Short exercise 1: Update the records from the start through the line containing "column 195, row 390" by replacing "pendant" with "hanging" and leaving everything else unchanged. Return only those lines.

Text segment:
※ ※ ※

EP0271566B1

EP0271566B1 - Riser tensioner

Info

Publication number: EP0271566B1
Application number: EP87904462A
Authority: EP
Inventors: George Walter Peppel
Original assignee: Lockheed Corp
Current assignee: Shell USA Inc
Priority date: 1986-06-30
Filing date: 1987-06-26
Publication date: 1990-08-29
Anticipated expiration: 2007-06-26
Also published as: NO179020B; NO179020C; AU7701987A; AU5224190A; AU595359B2; DE3750479T2; JP2554684B2; JPH08319789A; US4729694A; EP0360364A3; NO880854L; NO880854D0; AU619667B2; JPH01500207A; DE3750479D1; EP0360364A2; EP0271566A1; WO1988000273A1; JP2603060B2; EP0360364B1

Abstract

Several embodiments of a marine riser tensioner (10, 100, 200, 300) for use in tensioning a marine riser (12) on a tension leg platform (14) by the use of elastomeric elements. In one embodiment, a plurality of elastomeric pads (60) are placed in pad shear to provide tension to the marine riser. In another embodiment, elastomeric disks (124) are placed in torsional shear to provide the tension to the marine riser. In other embodiments (200, 300) elastomeric cones (208) deform in ring shear.

Description

This invention relates to offshore oil drilling and production, and specifically to a marine riser tensioner for use in a tension leg platform.

※ ※ ※

Short exercise 2: List every dated entry in the info section of the riser tensioner patent page, along with its label.

Supplied records:
※ ※ ※

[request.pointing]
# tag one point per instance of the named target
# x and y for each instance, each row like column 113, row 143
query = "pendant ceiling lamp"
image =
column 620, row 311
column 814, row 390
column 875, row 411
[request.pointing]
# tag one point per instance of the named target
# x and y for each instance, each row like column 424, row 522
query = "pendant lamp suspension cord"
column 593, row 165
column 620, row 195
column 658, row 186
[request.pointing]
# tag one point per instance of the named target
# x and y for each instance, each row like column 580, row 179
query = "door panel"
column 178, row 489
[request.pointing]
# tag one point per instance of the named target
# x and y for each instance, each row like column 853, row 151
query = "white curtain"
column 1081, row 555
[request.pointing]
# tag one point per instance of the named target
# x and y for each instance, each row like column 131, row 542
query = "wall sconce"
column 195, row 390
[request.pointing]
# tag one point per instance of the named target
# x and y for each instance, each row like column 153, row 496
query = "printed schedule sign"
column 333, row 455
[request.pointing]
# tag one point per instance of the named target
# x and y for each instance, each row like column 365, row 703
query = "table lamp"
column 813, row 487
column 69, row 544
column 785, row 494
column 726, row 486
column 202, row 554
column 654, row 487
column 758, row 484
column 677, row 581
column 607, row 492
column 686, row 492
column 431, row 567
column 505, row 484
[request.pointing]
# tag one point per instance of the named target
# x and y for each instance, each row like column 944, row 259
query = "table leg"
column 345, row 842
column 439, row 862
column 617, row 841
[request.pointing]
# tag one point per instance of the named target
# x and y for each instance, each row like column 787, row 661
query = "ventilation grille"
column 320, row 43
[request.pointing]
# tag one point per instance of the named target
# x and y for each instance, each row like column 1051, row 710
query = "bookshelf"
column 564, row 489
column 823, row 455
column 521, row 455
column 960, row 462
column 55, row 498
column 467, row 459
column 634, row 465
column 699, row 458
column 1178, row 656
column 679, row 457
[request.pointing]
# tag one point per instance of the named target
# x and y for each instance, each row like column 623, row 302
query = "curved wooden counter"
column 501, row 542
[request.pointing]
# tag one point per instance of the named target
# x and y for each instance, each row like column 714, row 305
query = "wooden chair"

※ ※ ※

Problem solution 1:
[request.pointing]
# tag one point per instance of the named target
# x and y for each instance, each row like column 113, row 143
query = "hanging ceiling lamp"
image =
column 620, row 311
column 814, row 390
column 875, row 411
[request.pointing]
# tag one point per instance of the named target
# x and y for each instance, each row like column 424, row 522
query = "hanging lamp suspension cord"
column 593, row 165
column 620, row 195
column 658, row 186
[request.pointing]
# tag one point per instance of the named target
# x and y for each instance, each row like column 580, row 179
query = "door panel"
column 178, row 489
[request.pointing]
# tag one point per instance of the named target
# x and y for each instance, each row like column 853, row 151
query = "white curtain"
column 1081, row 555
[request.pointing]
# tag one point per instance of the named target
# x and y for each instance, each row like column 131, row 542
query = "wall sconce"
column 195, row 390

Problem solution 2:
Priority date: 1986-06-30
Filing date: 1987-06-26
Publication date: 1990-08-29
Anticipated expiration: 2007-06-26